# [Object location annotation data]
┌──
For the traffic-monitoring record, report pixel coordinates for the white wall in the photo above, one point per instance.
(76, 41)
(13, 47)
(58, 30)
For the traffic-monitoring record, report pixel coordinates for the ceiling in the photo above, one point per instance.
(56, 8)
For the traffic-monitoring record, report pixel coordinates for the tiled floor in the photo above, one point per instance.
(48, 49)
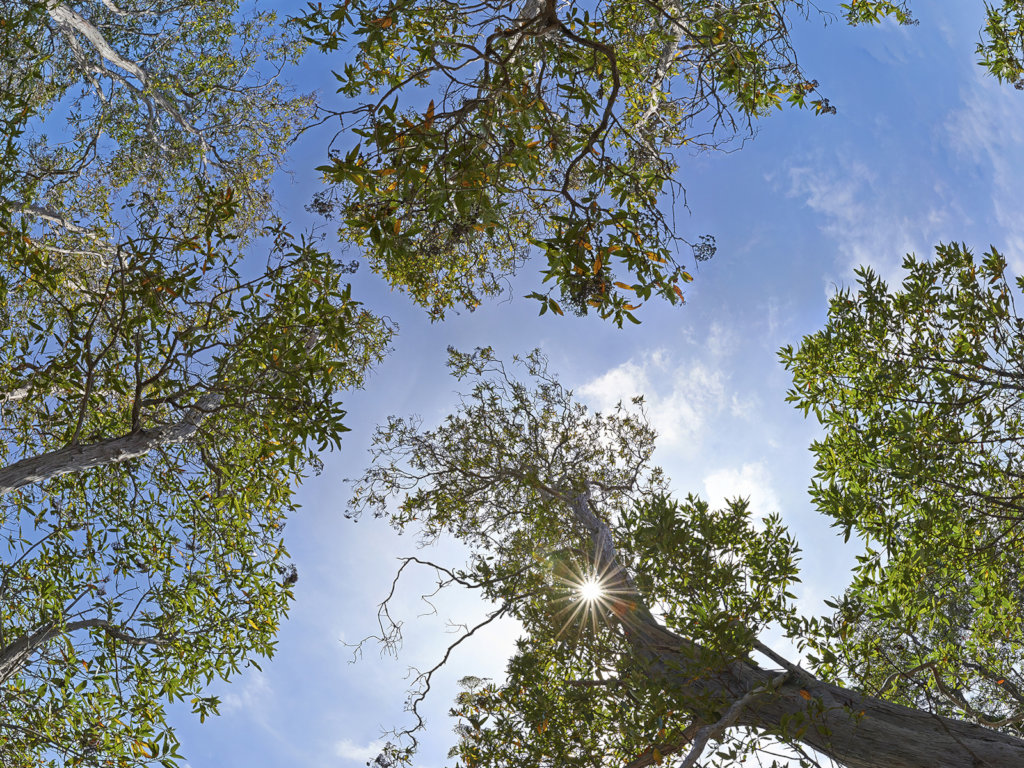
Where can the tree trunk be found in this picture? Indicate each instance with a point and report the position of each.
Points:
(112, 451)
(853, 729)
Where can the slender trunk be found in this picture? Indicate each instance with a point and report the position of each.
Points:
(15, 656)
(112, 451)
(853, 729)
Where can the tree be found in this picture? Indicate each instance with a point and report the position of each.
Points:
(472, 135)
(663, 659)
(1000, 49)
(158, 407)
(135, 100)
(550, 126)
(919, 391)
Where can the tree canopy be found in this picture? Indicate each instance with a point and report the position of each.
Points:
(665, 658)
(472, 135)
(158, 410)
(919, 392)
(171, 358)
(134, 101)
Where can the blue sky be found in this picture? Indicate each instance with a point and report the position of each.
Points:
(924, 150)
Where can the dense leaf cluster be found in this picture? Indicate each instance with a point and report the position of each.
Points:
(919, 390)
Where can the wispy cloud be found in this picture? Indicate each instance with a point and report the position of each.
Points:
(681, 399)
(752, 481)
(866, 223)
(251, 697)
(988, 130)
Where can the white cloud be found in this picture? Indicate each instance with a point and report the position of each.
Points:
(866, 225)
(681, 399)
(751, 481)
(348, 750)
(988, 130)
(251, 698)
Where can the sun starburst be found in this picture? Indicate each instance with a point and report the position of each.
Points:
(590, 596)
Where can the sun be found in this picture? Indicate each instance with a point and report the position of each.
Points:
(591, 590)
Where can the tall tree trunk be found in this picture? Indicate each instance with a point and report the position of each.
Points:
(112, 451)
(853, 729)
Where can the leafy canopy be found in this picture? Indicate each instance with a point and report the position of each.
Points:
(919, 390)
(158, 409)
(497, 474)
(473, 133)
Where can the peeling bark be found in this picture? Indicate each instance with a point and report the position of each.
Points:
(853, 729)
(112, 451)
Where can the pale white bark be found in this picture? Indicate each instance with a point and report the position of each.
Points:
(854, 730)
(49, 215)
(15, 655)
(75, 23)
(112, 451)
(73, 20)
(13, 395)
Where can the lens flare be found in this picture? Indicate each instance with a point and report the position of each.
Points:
(591, 590)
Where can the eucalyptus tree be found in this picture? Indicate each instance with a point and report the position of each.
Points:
(473, 134)
(919, 391)
(640, 612)
(159, 403)
(136, 99)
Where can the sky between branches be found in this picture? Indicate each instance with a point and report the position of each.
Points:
(925, 148)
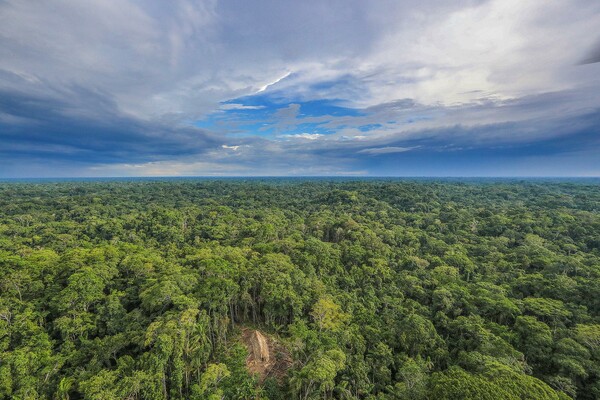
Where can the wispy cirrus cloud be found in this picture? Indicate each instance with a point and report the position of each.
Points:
(229, 87)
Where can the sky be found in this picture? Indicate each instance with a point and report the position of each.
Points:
(102, 88)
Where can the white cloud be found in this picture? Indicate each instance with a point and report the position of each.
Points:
(387, 150)
(307, 136)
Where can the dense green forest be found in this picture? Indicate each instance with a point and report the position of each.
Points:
(377, 289)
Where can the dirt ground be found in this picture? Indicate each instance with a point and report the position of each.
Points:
(266, 357)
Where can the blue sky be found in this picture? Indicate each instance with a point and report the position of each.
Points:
(387, 88)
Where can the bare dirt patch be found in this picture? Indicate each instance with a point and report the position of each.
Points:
(266, 357)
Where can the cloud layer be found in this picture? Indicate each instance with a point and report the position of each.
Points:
(106, 87)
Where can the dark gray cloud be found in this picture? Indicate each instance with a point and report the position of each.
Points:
(120, 86)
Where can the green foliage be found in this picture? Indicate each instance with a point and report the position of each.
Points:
(379, 289)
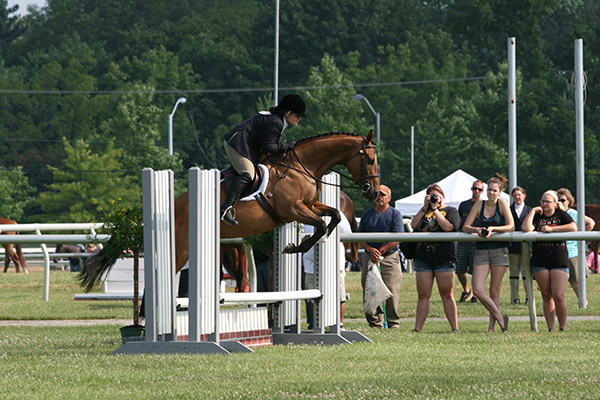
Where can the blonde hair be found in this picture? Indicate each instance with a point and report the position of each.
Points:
(554, 196)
└──
# [Prompt]
Give back each entry exactly as it appears, with no pictures.

# [Exercise result]
For the traffic-monitoring record, report pixel coordinates for the white wall in the photo above, one point per instance.
(76, 41)
(13, 47)
(58, 30)
For the traffic-monitoring record, report pixel coordinates for the ceiling in the photo above, one point per instance.
(56, 8)
For the traffic-monitoring record, report pixel coordinates for the tiled floor in the photo above, one point per instance.
(48, 49)
Where can the tree trunk be found in this picture? Indicate each instance with a point and report the position of each.
Points:
(112, 451)
(853, 729)
Where can the slender trunk be found in this picture? Indicate each instance with a point and report the position of each.
Points:
(15, 656)
(112, 451)
(853, 729)
Where can the tree be found in this picture? Indicate each instance with a point and report the position of each.
Points:
(472, 135)
(663, 659)
(1000, 49)
(158, 407)
(135, 100)
(550, 126)
(919, 391)
Where can the tree canopy be found in this picture? Indicate each instance with a point and report the position of each.
Points:
(665, 658)
(472, 135)
(158, 410)
(919, 392)
(171, 358)
(134, 101)
Where can the blue sky be found in this picture? Indicate each instance with a point and report the position of each.
Points:
(924, 150)
Where can the dense leaf cluster be found in this picture? Indicate each instance with a point and report the position of each.
Points:
(919, 390)
Where can the wispy cloud be found in this picture? Indicate each instance with a point and report the position of each.
Points:
(681, 399)
(752, 481)
(866, 223)
(251, 697)
(988, 130)
Where can the white cloud be found in this picture? Indicate each instance with a point and report the position of each.
Points:
(866, 225)
(681, 399)
(751, 481)
(348, 750)
(988, 130)
(251, 698)
Where can the sun starburst be found in this picture? Indicate each instance with a point and report the position of each.
Points:
(590, 596)
Where can the sun be found in this picture? Indicate each instance with a point and report the position of each.
Points:
(591, 590)
Where can the tall tree trunk be found in this picture? Indicate each instance with a point and report the position of each.
Points:
(112, 451)
(853, 729)
Where can the leafy canopy be found in this picture? Indicate each instance with a point and report the position of each.
Points:
(919, 390)
(158, 409)
(497, 474)
(473, 133)
Where can the peeling bark be found in this picture? Indicate each instance with a point and report the position of each.
Points:
(853, 729)
(112, 451)
Where can the pale white bark be found in this picture? Indicate each instance with a point and report the position of each.
Points:
(854, 730)
(49, 215)
(15, 655)
(75, 23)
(112, 451)
(73, 20)
(13, 395)
Where can the lens flare be found in this picture? Indicate each instance with a point and report the position of each.
Points:
(591, 590)
Where can the eucalyptus tree be found in this picture? Indicate each instance with a point and report the position of each.
Points:
(473, 134)
(919, 391)
(640, 612)
(159, 403)
(136, 99)
Where can the sky between branches be found in this picture? Indicate each instance with a point and report the position of each.
Points:
(925, 148)
Where can the wispy cirrus cloud be found in this picture? Indicate each instance with a point and report the position of each.
Points:
(229, 87)
Where can the sky be found in this picture? Indicate each instance with a point and report the position of each.
Points:
(102, 88)
Where can the white cloud be found in this picture? Indicate each instance with a point and report the position of each.
Points:
(387, 150)
(307, 136)
Where can the dense green forest be found in this picture? Indicate each instance with a point and report the position of each.
Points:
(377, 289)
Where can the dirt ground be found in this picture? Indicate each instance with a point and report the position of each.
Points:
(266, 357)
Where can the blue sky be found in this picture? Indicate each instance with a point and report the position of each.
Points:
(387, 88)
Where can the bare dirt patch be found in this picture? Indicate each instance with a point and report the position of each.
Points:
(266, 357)
Where can the cloud layer be found in this picture? Indicate each instance with a point and report the position of each.
Points:
(106, 87)
Where can the dark gray cloud be found in this picture? Indicate each instance with a point and report the position of each.
Points:
(120, 86)
Where can the green foliage be found in this picture? Indicate each instance with a point and report the position of each.
Points:
(379, 289)
Where can the blonde hair be found in this picture? Indicate each instance with a point and report the position of each.
Points:
(554, 196)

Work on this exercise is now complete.